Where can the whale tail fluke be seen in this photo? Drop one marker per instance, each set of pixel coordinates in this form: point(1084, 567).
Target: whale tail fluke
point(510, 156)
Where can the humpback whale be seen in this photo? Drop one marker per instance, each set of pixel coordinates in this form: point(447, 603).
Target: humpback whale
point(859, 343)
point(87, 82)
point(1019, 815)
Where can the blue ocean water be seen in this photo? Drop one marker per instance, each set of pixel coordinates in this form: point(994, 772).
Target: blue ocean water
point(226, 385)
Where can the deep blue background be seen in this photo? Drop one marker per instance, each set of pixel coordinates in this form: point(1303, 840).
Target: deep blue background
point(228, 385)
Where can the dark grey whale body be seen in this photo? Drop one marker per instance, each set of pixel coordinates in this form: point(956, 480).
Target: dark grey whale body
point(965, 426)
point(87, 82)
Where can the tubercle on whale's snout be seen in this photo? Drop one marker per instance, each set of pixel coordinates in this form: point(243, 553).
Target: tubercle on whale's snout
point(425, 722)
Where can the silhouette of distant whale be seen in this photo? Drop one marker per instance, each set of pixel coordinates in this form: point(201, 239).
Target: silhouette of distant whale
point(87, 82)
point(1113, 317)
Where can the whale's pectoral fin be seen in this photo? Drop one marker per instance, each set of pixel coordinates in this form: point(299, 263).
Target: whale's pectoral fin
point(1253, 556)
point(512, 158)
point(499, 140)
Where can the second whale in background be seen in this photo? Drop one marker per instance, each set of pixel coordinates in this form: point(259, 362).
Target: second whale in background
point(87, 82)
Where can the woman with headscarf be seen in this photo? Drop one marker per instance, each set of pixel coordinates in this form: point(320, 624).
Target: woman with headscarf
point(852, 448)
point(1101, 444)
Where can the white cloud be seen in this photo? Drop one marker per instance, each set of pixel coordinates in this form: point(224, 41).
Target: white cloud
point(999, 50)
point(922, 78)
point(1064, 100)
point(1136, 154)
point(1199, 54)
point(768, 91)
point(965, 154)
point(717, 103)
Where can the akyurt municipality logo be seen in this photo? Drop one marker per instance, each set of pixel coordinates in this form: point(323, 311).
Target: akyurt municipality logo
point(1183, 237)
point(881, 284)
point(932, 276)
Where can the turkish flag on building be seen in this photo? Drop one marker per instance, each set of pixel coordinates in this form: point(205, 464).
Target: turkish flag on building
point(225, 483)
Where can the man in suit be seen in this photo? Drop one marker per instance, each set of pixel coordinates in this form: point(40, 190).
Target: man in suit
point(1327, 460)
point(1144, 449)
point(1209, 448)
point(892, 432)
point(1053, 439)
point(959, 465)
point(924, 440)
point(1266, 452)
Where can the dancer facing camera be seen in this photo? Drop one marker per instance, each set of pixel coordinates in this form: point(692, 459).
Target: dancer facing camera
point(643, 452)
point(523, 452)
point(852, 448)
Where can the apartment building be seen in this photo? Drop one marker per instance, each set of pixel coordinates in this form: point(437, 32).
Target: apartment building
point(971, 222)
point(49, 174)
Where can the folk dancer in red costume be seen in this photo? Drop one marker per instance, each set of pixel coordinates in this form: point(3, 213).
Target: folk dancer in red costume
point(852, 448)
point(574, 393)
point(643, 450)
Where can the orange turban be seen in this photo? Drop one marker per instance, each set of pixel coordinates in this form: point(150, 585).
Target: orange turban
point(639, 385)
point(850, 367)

☆ ☆ ☆ ☆ ☆ ☆ ☆

■ WHAT IS EXPECTED: Copy out the data starting at the line containing "Where can the tubercle" and ending at the line containing "point(1101, 444)", substituting "dorsal fin" for "pectoral fin" and leaving everything else unchanged.

■ TASK ANSWER:
Where can the tubercle on whale's snout be seen in this photo? Drop one marker per instance, each set of pixel coordinates in this form: point(243, 553).
Target: tubercle on whale's snout
point(425, 722)
Where can the silhouette of distant whale be seen in this photo? Drop one marker per instance, each set of pixel coordinates in this form: point(201, 239).
Target: silhouette of distant whale
point(87, 82)
point(1113, 317)
Where can the whale's dorsal fin be seen in this photo? Drop one marker per instance, each set of pixel coordinates in this form: point(299, 263).
Target: whale's dorsal fin
point(1253, 556)
point(512, 158)
point(499, 140)
Where can the second whale in background be seen in this photo? Drop one marker per instance, each set of pixel coordinates in this form: point(259, 362).
Target: second whale in background
point(87, 82)
Where can the woman with headscarf be seen in this photo? Drop one marker per instance, each set of pixel coordinates in this form: point(320, 624).
Target: woman with headscarf
point(852, 448)
point(1101, 444)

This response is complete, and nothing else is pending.